* Task data:

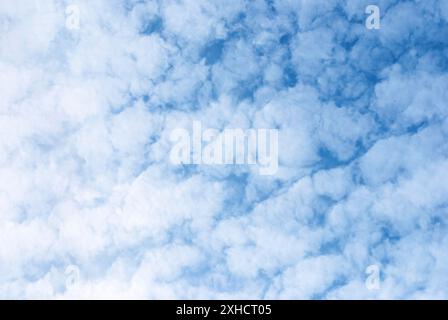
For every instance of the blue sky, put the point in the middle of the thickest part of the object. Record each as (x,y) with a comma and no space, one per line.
(86,184)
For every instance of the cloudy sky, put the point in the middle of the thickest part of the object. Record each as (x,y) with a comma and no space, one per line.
(92,207)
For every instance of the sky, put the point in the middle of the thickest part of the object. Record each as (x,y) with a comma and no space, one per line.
(92,208)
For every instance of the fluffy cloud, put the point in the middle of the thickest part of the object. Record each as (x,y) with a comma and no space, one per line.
(91,206)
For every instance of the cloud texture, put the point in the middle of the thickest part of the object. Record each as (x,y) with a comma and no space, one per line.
(85,177)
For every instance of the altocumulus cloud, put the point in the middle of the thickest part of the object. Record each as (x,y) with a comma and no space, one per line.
(87,191)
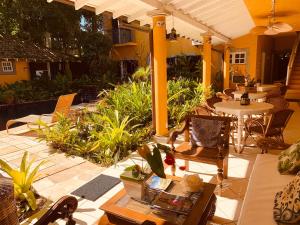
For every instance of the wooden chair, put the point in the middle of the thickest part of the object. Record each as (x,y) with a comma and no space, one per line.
(272,129)
(215,130)
(62,107)
(279,103)
(202,110)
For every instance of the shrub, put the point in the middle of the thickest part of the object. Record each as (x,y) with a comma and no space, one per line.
(23,180)
(123,120)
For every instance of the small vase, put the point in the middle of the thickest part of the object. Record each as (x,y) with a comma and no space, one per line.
(134,186)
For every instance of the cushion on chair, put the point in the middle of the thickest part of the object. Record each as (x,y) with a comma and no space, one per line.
(289,160)
(205,133)
(287,203)
(186,150)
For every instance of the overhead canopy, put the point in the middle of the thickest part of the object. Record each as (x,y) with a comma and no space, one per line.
(224,19)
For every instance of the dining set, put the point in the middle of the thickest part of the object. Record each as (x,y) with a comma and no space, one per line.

* Problem to solve:
Repeat all of the lines above word for word, leaving out the pictures.

* Written solution:
For every instance of the blue sky, put the point in the middle of the thickest part of the object. Record each as (x,y) with a comma and no space, one per line.
(86,184)
For every instance of the cloudy sky, put the point in the middle of the thickest part of the object. Record each as (x,y) with a comma and no space, one per line.
(92,207)
For every instance of the sky, put the point in the middle of the thickest part of the object. Record each as (x,y) with a comma and no space, one per line.
(92,208)
For every instance of the fluffy cloud, put the point in the middle of the thickest part of the object. Record each as (x,y) with a comma and no space, one per line.
(91,206)
For every instance of the cloud texture, put the point in the middle of the thickest part of the object. Record each as (x,y) with a comma and no space, one per line.
(85,177)
For every instance of the altocumulus cloud, put the point in the middle of the thickest part of the object. Record each as (x,y) with a comma and no space, one per line.
(87,191)
For every instance of the wooden chair, put the point in the middle of the thickest part of the object. Record each as (x,y) with a comma and no space, one per line.
(272,129)
(215,130)
(62,107)
(279,103)
(202,110)
For every instance of the shrub, put the point in the middle of the thickest part of the object. Record each as (x,y) with a comma and no space, one per line.
(23,180)
(123,120)
For every instance of the small vase, put the point in the middle of the thickest part of the object. Record each as (x,y) with a comma and no space, one per line.
(134,186)
For every instance of the cushion on chair, put the point in the middle of the thickest part of the object. Record each as (x,y) with a comma and no space, one per line.
(289,160)
(205,133)
(287,203)
(186,150)
For every instance of the overhead canopy, put the point in the middle of the thickest part of the object. Record each as (x,y) with a comma and no space, one per line.
(224,19)
For every instance of the dining set, put the point in the middle of the thickest part of the object. Record each as (x,y) with a comma and no space, one per line.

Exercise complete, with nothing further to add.